- GIVEN DATA -
......
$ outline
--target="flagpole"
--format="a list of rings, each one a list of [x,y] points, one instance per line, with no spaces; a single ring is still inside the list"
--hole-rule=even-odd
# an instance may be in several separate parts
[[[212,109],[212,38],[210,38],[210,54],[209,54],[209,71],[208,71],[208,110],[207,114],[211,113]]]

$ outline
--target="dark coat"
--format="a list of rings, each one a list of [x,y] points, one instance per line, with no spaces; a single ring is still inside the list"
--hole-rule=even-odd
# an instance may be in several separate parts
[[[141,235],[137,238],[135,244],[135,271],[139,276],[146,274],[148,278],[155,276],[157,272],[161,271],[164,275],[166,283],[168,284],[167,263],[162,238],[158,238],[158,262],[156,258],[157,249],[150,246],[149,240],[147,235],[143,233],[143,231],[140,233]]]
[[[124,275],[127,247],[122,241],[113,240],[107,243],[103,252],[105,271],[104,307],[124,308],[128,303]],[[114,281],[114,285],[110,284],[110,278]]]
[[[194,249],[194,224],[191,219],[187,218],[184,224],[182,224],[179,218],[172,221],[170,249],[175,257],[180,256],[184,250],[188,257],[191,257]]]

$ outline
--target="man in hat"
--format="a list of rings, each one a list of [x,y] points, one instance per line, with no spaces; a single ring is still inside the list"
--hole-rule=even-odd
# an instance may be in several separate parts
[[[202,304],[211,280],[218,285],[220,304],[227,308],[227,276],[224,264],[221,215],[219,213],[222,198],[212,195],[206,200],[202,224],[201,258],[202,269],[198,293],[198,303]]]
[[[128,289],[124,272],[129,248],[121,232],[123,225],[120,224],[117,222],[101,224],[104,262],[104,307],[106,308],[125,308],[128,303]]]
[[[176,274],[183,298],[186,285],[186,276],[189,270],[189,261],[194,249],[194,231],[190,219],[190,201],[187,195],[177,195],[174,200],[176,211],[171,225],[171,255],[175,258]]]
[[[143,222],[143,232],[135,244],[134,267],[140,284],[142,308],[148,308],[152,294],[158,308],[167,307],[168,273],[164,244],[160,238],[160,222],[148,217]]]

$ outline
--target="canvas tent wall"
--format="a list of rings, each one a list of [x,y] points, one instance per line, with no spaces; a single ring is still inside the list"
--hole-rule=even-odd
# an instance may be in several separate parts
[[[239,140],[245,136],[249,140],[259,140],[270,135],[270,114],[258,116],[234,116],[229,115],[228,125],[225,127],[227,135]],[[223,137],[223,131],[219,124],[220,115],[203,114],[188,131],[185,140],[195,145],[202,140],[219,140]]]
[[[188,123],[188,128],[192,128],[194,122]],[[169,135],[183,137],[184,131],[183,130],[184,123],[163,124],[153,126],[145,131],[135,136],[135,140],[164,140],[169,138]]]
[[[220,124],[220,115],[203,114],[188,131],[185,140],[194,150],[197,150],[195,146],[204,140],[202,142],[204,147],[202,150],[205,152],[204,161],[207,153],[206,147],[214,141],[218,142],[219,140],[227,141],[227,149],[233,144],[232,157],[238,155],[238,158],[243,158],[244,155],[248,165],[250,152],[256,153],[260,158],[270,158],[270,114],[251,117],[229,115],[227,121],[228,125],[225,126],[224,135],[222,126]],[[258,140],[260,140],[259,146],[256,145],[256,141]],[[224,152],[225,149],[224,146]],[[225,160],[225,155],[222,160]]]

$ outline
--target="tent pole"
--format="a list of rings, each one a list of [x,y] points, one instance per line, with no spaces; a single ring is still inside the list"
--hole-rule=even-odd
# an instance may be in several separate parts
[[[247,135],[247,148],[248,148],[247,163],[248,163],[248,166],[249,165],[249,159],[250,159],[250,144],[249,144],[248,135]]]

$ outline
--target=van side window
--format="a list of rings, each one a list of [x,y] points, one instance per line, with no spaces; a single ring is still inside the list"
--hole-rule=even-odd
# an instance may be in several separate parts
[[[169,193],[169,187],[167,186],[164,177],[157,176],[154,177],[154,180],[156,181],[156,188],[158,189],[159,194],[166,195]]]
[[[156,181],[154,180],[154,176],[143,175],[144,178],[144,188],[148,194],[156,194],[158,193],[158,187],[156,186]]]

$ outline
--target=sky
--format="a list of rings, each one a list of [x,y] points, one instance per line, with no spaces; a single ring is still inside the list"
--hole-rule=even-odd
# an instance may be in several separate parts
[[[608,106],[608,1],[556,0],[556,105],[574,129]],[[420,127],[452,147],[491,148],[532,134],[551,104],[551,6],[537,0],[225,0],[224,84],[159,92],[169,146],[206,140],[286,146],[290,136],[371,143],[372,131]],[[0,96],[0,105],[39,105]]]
......
- THE PROBLEM -
Nothing may be left out: return each entry exactly as it reads.

- RESPONSE -
$ outline
--target="flagpole"
--format="a list of rings, each one a list of [x,y] points, one instance per line, with no spaces; a single ring is still inside the list"
--hole-rule=even-odd
# an instance may be in several separate parts
[[[212,109],[212,38],[210,38],[210,54],[209,54],[209,71],[208,71],[208,110],[207,114],[211,113]]]

$ outline
--target="dark coat"
--format="a list of rings, each one a list of [x,y] points, one instance per line, with no spaces; a single ring is still inside the list"
--hole-rule=even-odd
# an instance may be in several separate parts
[[[141,235],[137,238],[135,244],[135,271],[139,276],[146,274],[148,278],[155,276],[157,272],[161,271],[164,275],[166,283],[168,284],[167,263],[162,238],[158,238],[158,262],[156,258],[157,249],[150,246],[149,240],[147,235],[143,233],[143,231],[140,233]]]
[[[124,275],[127,247],[122,241],[113,240],[107,243],[103,252],[105,271],[104,307],[124,308],[128,303]],[[114,281],[114,285],[110,284],[110,278]]]
[[[194,249],[194,224],[191,219],[187,218],[184,224],[182,224],[179,218],[172,221],[170,249],[175,257],[180,256],[184,250],[188,257],[191,257]]]

$ outline
--target="man in hat"
--format="a list of rings, each one a list of [x,y] points, one instance per line, with no spaces; a single ring is still inside the list"
--hole-rule=even-odd
# an instance may be in several separate parts
[[[202,304],[211,280],[218,285],[220,304],[227,308],[227,276],[224,264],[221,215],[219,213],[222,198],[212,195],[206,200],[202,224],[201,258],[202,269],[198,293],[198,303]]]
[[[128,289],[124,272],[129,248],[121,232],[123,225],[120,224],[117,222],[101,224],[104,262],[104,307],[106,308],[125,308],[128,303]]]
[[[176,274],[183,298],[186,285],[186,276],[189,270],[189,261],[194,249],[194,231],[190,219],[190,201],[187,195],[177,195],[174,200],[176,211],[171,225],[171,255],[175,258]]]
[[[143,222],[143,232],[135,244],[134,267],[140,284],[142,308],[148,308],[152,294],[158,308],[167,307],[168,273],[164,244],[160,238],[160,222],[148,217]]]

$ outline
--target="canvas tent wall"
--format="a list of rings, each one a list of [x,y] points, one instance per line, with no spaces; a single ring is still inside the list"
--hole-rule=even-odd
# an instance may be in several separate parts
[[[239,140],[245,136],[249,140],[259,140],[270,135],[270,114],[258,116],[234,116],[229,115],[228,125],[225,127],[227,135]],[[223,137],[223,131],[219,124],[220,115],[203,114],[188,131],[185,140],[195,145],[202,140],[219,140]]]
[[[188,123],[188,128],[192,128],[194,122]],[[169,135],[183,137],[184,131],[183,130],[184,123],[163,124],[153,126],[145,131],[135,136],[135,140],[164,140],[169,138]]]
[[[220,124],[220,115],[203,114],[188,131],[185,140],[194,150],[197,150],[195,146],[204,140],[202,142],[204,147],[202,150],[205,152],[204,161],[207,153],[206,147],[214,141],[218,142],[219,140],[227,141],[227,149],[233,144],[232,157],[238,155],[238,158],[243,158],[244,155],[248,165],[250,152],[256,153],[260,158],[270,158],[270,114],[251,117],[229,115],[227,121],[228,125],[225,126],[224,135],[222,126]],[[258,140],[260,140],[259,146],[256,145],[256,141]],[[224,152],[225,149],[224,146]],[[225,160],[225,155],[222,160]]]

$ outline
--target="tent pole"
--format="a list of rings, each one a list of [x,y] points, one instance per line, with no spaces; a single ring is still inside the list"
--hole-rule=even-odd
# an instance may be in several separate parts
[[[247,135],[247,148],[248,148],[247,163],[248,163],[248,166],[249,165],[249,159],[250,159],[250,144],[249,144],[248,135]]]

$ outline
--target=van side window
--format="a list of rings, each one a list of [x,y] points, one instance per line, with no spaces; a single ring is still inside the list"
--hole-rule=even-odd
# an instance may be in several separate parts
[[[169,193],[169,187],[167,186],[164,177],[157,176],[154,177],[154,180],[156,181],[156,188],[158,189],[159,194],[166,195]]]
[[[156,181],[154,180],[154,176],[143,175],[144,178],[144,188],[148,194],[156,194],[158,193],[158,187],[156,186]]]

$ outline
--target=sky
--format="a list of rings, each one a list of [x,y] points, one instance per line, with no spaces; a single ring is still inside the list"
--hole-rule=even-odd
# an instance may be in several separate parts
[[[608,106],[608,1],[556,0],[556,105],[574,129]],[[420,127],[452,147],[491,148],[532,134],[551,104],[551,6],[537,0],[225,0],[224,84],[159,92],[169,146],[206,140],[286,146],[290,136],[371,143],[372,131]],[[0,96],[0,105],[39,105]]]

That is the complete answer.